* [SOURCE]
We see nothing wrong with excusing jurors who choose to identify themselves with Malcolm X or any other controversial figure. The prosecutor's stated policy of excluding all such jurors is race-neutral. Cf. United States v. Payne, 962 F.2d 1228 (6th Cir.), cert. denied, 113 S.Ct. 306 (1992), in which this court held that a strike of two jurors because of association with black activist groups was permissible.

14

In light of the Supreme Court's decision in J.E.B., it is now clear that the prosecutor was not entitled to excuse Mr. Furlough on the basis of his sex. In this case, however, the prosecutor had a "mixed motive" for her challenge; some of the considerations that prompted her to exercise the challenge were clearly permissible, while one was not. Age, marital status, and lack of responsiveness are still legitimate grounds for a peremptory challenge, as is identification with a notorious public figure. We take it from the prosecutor's statement that any of these neutral reasons, standing alone, would have caused her to exclude Mr. Furlough. Even if J.E.B. should be given retroactive effect, therefore--a question on which we express no opinion--and even if the defendant had not waived his objection, the dismissal of Mr. Furlough would not have required us to order a new trial. See Howard v. Senkowski, 986 F.2d 24 (2d Cir.1993).

* [INFORMATION SHOWN]
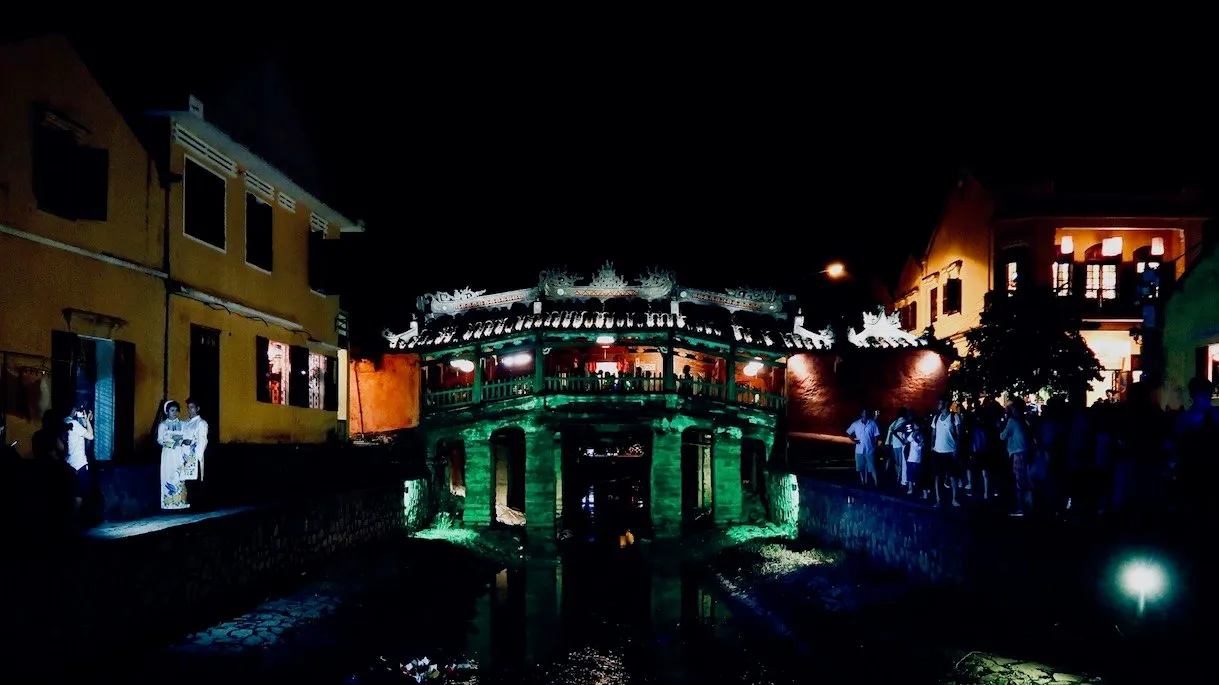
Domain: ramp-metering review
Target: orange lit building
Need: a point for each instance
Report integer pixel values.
(1090, 245)
(546, 405)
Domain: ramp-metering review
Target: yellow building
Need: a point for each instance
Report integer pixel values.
(182, 267)
(946, 287)
(82, 279)
(1089, 245)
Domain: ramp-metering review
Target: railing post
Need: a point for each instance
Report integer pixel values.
(730, 373)
(477, 391)
(539, 367)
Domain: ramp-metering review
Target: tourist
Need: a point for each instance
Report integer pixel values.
(1018, 439)
(945, 460)
(895, 444)
(914, 440)
(170, 435)
(864, 434)
(194, 444)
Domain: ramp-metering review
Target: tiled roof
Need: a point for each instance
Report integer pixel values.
(716, 324)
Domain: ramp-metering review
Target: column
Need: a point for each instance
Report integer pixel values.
(666, 482)
(479, 475)
(725, 454)
(540, 482)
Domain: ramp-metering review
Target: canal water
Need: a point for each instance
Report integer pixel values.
(588, 616)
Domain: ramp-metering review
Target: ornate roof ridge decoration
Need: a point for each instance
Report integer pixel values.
(883, 330)
(440, 304)
(606, 284)
(401, 340)
(762, 301)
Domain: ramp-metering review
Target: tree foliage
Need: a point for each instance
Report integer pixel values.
(1027, 343)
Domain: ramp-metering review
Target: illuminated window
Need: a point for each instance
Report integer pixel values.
(274, 371)
(316, 380)
(1101, 282)
(1061, 278)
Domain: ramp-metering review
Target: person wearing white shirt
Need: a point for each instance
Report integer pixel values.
(945, 462)
(866, 434)
(79, 429)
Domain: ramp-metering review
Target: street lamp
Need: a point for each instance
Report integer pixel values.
(834, 269)
(1142, 580)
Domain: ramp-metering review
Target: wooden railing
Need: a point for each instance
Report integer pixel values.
(501, 390)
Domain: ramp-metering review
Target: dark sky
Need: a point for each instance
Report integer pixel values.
(478, 162)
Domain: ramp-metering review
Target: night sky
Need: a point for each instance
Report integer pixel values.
(476, 163)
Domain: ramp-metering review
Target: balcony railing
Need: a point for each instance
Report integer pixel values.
(502, 390)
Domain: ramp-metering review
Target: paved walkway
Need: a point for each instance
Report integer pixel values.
(118, 529)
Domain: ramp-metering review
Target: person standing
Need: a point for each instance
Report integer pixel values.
(79, 429)
(170, 435)
(866, 434)
(195, 445)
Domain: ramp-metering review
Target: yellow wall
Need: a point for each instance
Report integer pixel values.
(962, 235)
(283, 293)
(38, 282)
(243, 418)
(1191, 321)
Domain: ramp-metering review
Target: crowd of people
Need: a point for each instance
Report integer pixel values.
(1046, 458)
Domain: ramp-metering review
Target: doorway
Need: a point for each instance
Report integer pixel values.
(205, 377)
(697, 488)
(96, 374)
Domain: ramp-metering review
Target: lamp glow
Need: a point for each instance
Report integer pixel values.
(1142, 580)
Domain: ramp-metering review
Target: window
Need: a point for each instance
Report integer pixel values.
(1062, 277)
(70, 181)
(259, 243)
(318, 263)
(952, 296)
(1101, 282)
(273, 371)
(316, 380)
(204, 204)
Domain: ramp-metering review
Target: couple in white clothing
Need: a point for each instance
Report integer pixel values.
(183, 445)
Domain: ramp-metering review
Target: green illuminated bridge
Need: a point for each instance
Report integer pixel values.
(552, 406)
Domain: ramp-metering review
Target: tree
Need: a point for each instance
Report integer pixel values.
(1028, 341)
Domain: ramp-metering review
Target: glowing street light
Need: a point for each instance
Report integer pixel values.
(1142, 580)
(835, 269)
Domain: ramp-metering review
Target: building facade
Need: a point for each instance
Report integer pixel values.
(1111, 252)
(151, 260)
(544, 404)
(1191, 332)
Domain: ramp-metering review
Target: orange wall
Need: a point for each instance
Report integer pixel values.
(383, 399)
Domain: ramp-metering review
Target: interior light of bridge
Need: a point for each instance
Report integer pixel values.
(517, 360)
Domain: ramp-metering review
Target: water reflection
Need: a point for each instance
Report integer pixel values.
(596, 617)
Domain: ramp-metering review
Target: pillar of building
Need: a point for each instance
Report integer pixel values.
(479, 475)
(725, 452)
(666, 480)
(541, 451)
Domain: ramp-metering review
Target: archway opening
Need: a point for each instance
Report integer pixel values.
(697, 482)
(508, 473)
(607, 483)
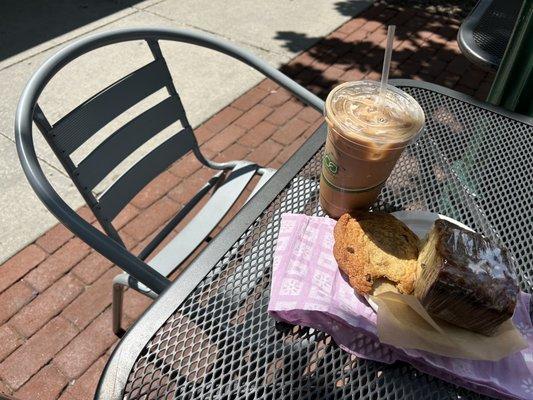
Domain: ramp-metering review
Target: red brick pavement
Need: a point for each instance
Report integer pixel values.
(55, 328)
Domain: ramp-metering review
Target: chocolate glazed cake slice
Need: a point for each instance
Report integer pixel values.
(465, 279)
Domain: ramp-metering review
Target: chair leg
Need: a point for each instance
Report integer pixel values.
(119, 282)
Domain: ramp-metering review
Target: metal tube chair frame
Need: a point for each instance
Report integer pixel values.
(71, 131)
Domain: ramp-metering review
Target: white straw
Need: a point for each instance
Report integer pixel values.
(386, 61)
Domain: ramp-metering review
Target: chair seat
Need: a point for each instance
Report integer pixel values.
(198, 228)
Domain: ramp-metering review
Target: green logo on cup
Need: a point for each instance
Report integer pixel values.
(330, 164)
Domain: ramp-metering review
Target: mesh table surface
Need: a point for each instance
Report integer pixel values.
(471, 164)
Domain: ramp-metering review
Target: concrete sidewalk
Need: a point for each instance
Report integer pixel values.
(207, 81)
(55, 325)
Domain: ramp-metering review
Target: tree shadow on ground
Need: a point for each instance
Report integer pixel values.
(425, 48)
(453, 8)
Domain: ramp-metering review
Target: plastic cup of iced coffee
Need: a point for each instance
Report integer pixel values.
(368, 130)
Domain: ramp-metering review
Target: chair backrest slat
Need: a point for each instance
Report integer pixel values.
(75, 128)
(118, 146)
(133, 180)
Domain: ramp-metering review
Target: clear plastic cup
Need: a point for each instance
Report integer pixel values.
(367, 133)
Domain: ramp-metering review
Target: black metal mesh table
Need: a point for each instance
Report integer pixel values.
(209, 335)
(485, 33)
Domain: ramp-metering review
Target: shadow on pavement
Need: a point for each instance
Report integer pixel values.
(425, 48)
(27, 23)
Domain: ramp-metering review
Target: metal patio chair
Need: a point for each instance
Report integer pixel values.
(485, 33)
(79, 125)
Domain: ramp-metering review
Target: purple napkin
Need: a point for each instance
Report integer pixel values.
(307, 289)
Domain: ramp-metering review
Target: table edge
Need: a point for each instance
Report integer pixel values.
(114, 376)
(121, 361)
(463, 97)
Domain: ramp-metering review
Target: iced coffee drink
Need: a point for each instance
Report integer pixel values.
(367, 132)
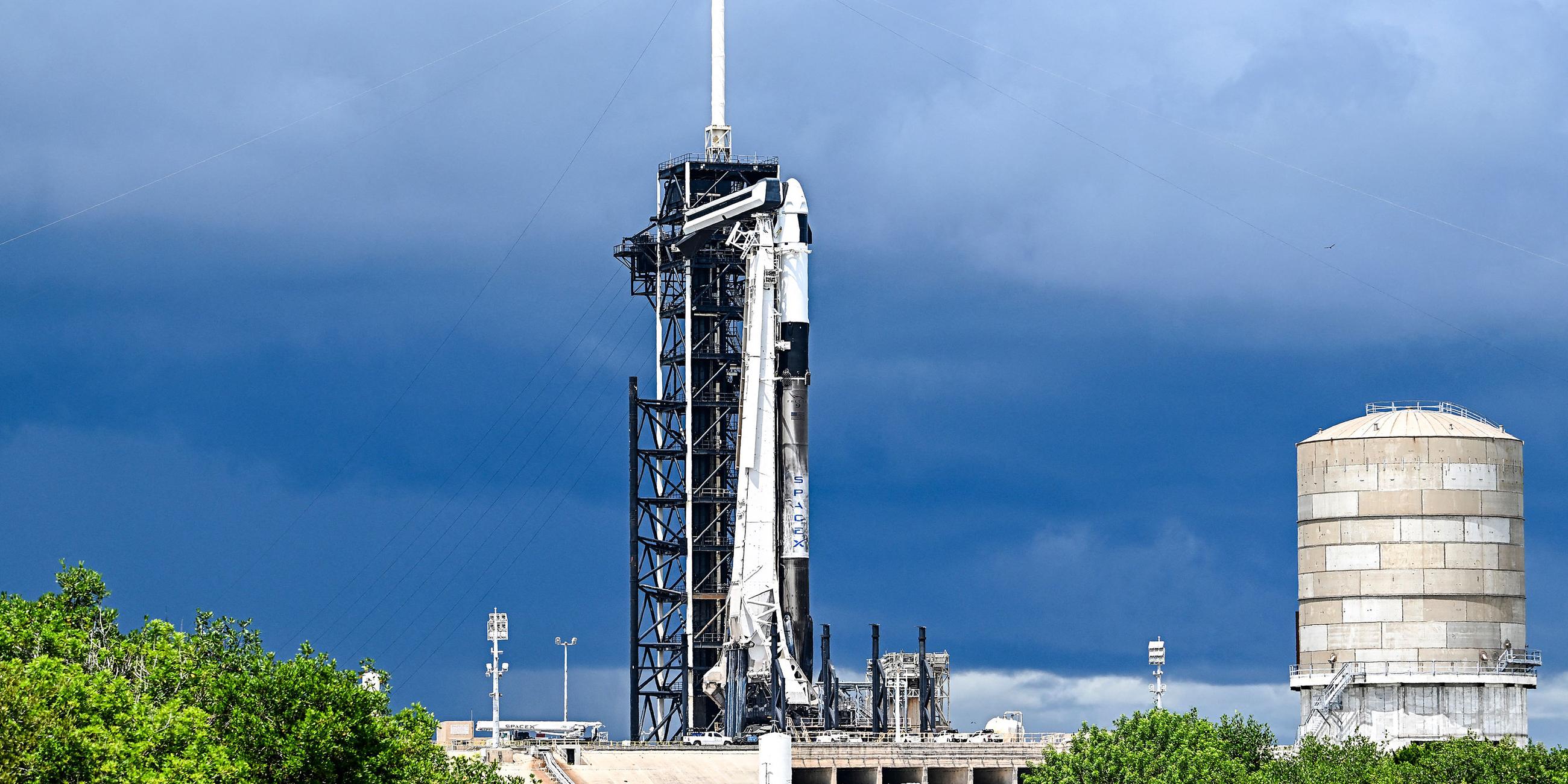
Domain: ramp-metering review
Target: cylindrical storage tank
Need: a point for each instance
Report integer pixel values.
(1410, 551)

* [TASK LIST]
1. Write out the jury-selection passage word for word, between "We see nothing" and "groups was permissible.", inclusive.
2. List each ground that the jury-selection passage describes as still a legitimate basis for a peremptory challenge.
The items placed after the jury-selection passage are separate material.

* [PER-TASK OUTPUTS]
1.
We see nothing wrong with excusing jurors who choose to identify themselves with Malcolm X or any other controversial figure. The prosecutor's stated policy of excluding all such jurors is race-neutral. Cf. United States v. Payne, 962 F.2d 1228 (6th Cir.), cert. denied, 113 S.Ct. 306 (1992), in which this court held that a strike of two jurors because of association with black activist groups was permissible.

2.
- Age
- Marital status
- Lack of responsiveness
- Identification with a notorious public figure